__TASK DETAILS__
Show every line of the data below that contains the word "jeans", copying each one in full.

Items from a dataset:
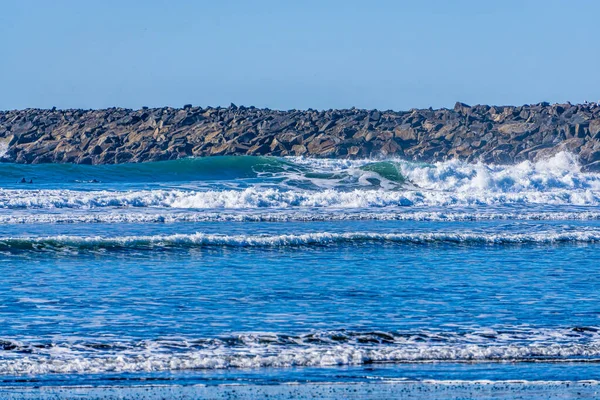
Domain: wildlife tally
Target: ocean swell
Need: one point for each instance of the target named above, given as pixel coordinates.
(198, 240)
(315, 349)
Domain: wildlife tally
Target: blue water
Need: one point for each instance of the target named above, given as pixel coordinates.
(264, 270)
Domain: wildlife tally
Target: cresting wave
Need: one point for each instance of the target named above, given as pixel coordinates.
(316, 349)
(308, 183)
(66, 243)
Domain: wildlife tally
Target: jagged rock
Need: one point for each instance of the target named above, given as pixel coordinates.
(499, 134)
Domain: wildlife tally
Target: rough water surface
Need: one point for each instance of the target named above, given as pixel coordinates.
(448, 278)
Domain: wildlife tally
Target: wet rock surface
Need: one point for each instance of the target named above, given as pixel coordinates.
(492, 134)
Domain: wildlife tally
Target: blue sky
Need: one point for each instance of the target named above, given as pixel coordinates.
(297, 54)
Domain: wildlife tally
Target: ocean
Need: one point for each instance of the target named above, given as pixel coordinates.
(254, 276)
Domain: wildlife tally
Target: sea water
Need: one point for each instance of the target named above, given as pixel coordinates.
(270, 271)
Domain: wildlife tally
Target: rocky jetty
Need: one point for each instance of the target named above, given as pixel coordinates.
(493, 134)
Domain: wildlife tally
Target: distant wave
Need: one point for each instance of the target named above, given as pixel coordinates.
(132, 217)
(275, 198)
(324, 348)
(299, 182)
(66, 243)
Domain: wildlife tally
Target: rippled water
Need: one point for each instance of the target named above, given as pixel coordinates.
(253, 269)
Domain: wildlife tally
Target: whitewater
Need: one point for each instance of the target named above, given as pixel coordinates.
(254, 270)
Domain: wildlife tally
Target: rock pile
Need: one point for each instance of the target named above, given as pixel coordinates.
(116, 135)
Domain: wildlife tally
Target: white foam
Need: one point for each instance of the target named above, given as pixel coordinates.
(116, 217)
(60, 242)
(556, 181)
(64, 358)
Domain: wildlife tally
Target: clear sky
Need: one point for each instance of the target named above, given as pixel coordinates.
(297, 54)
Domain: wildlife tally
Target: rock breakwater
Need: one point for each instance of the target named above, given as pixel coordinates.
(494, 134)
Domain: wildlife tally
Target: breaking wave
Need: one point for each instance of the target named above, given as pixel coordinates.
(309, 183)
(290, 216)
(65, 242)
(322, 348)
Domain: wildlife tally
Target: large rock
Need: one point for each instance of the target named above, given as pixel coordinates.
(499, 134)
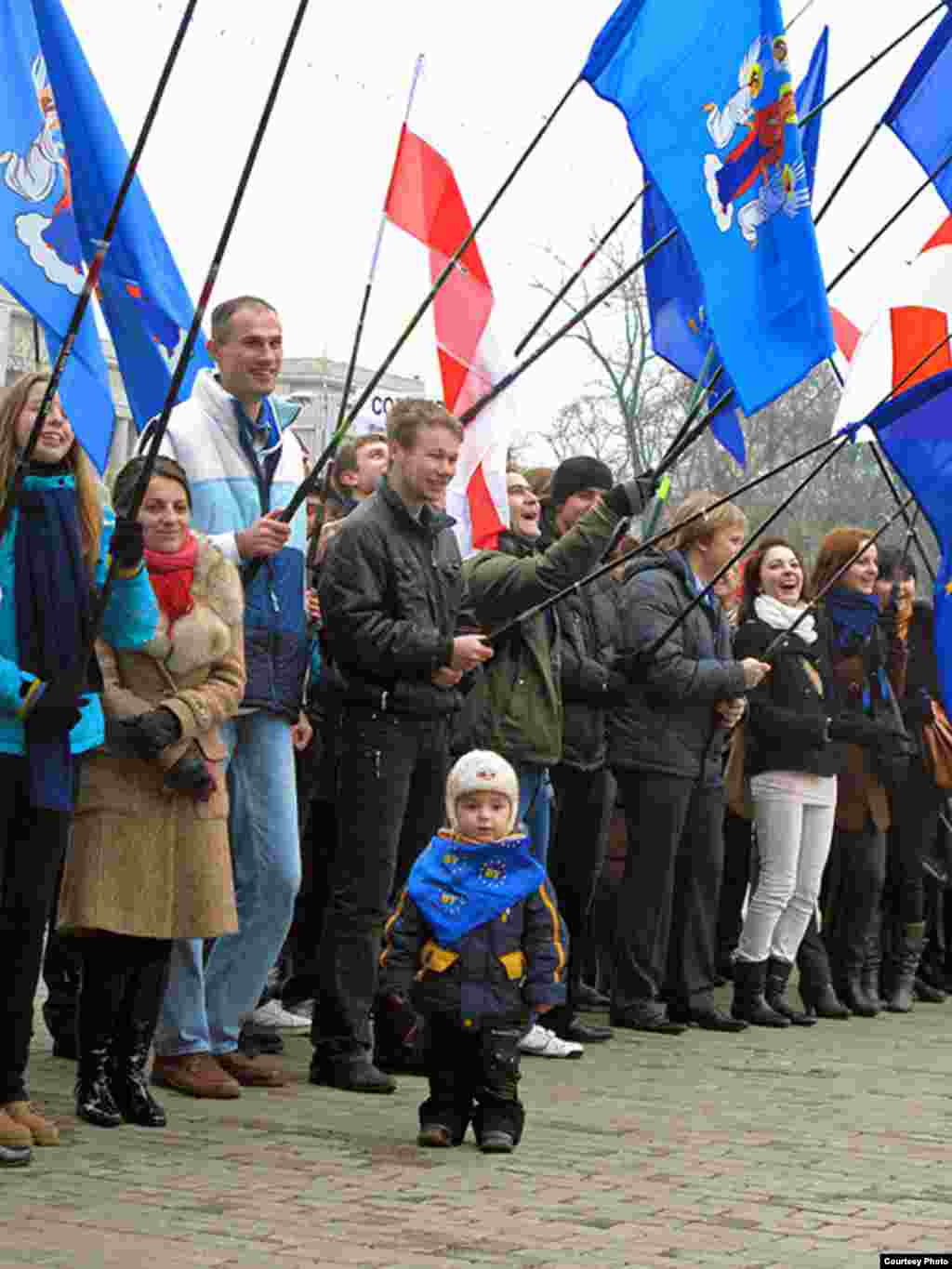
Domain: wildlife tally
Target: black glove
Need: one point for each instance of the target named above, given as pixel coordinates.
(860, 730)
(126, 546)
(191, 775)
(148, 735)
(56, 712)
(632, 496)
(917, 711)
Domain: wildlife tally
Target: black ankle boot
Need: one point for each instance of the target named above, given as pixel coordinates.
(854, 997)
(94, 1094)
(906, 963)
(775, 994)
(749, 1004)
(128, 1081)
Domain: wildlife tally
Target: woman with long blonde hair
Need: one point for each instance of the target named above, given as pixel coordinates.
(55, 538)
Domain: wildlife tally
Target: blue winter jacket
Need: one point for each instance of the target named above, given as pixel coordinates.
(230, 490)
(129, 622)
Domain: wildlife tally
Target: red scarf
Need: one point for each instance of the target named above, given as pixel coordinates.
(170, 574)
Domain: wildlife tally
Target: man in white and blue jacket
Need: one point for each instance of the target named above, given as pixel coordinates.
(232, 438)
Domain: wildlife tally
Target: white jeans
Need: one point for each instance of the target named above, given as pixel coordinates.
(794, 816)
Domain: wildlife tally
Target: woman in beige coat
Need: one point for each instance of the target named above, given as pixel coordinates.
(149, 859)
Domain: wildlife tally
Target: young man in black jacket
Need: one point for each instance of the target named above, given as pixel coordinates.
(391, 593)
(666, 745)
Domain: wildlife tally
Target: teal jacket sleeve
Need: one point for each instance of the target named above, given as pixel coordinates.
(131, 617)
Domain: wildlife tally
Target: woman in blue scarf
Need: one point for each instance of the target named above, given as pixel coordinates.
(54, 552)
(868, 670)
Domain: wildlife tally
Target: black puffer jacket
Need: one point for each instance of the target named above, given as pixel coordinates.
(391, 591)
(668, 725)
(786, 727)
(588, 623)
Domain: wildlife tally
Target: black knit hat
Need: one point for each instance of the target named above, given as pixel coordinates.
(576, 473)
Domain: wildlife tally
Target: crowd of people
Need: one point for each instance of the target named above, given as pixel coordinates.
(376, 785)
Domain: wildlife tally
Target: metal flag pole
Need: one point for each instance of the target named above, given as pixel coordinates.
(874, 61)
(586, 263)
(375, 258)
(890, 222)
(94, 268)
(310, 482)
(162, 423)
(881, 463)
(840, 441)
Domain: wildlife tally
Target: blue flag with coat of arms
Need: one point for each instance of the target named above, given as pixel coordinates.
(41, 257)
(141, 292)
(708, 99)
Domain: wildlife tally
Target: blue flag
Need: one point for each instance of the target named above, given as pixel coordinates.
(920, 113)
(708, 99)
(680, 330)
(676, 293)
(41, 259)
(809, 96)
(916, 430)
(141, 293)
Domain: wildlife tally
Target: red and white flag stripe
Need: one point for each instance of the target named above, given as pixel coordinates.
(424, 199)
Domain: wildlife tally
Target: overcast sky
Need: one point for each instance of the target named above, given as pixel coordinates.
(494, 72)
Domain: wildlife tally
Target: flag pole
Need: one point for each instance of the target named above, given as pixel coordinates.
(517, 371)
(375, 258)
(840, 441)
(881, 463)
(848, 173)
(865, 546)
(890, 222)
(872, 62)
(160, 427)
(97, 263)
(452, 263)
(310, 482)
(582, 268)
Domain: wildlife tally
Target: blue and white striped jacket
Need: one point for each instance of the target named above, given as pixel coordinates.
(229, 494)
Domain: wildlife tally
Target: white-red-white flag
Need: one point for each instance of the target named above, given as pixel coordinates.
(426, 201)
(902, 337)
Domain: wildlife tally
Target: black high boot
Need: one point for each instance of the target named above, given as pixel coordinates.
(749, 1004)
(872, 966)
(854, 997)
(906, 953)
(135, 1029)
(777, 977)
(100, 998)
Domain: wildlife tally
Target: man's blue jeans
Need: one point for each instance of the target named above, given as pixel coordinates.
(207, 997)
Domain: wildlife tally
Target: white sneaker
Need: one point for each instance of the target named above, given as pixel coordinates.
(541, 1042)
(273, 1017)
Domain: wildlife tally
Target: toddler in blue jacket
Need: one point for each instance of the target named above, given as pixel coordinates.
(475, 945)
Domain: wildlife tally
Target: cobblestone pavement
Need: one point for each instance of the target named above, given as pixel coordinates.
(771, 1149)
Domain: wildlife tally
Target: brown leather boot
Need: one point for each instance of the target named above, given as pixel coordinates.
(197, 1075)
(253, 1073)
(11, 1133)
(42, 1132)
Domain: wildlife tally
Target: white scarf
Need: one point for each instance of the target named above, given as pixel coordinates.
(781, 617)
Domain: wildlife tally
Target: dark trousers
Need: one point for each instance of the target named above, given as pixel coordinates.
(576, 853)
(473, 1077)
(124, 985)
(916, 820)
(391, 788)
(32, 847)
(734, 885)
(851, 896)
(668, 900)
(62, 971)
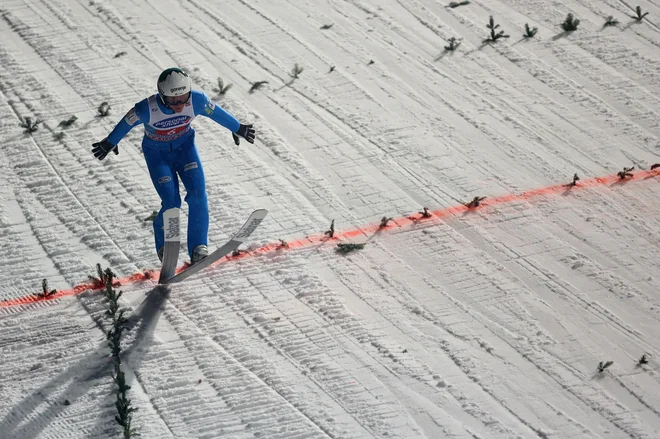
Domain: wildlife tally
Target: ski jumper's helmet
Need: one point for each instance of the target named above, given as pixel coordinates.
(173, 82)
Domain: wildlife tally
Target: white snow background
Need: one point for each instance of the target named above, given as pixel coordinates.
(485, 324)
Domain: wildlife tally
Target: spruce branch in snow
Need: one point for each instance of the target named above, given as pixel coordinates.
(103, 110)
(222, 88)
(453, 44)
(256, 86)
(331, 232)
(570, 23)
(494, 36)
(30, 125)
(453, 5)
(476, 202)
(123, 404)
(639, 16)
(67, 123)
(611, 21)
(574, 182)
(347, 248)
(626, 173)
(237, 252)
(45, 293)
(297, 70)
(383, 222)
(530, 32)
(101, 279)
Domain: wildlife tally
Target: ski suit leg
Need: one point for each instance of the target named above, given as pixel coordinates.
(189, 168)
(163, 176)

__COMPLETED TASK__
Target: white jeans
Target: man's blue jeans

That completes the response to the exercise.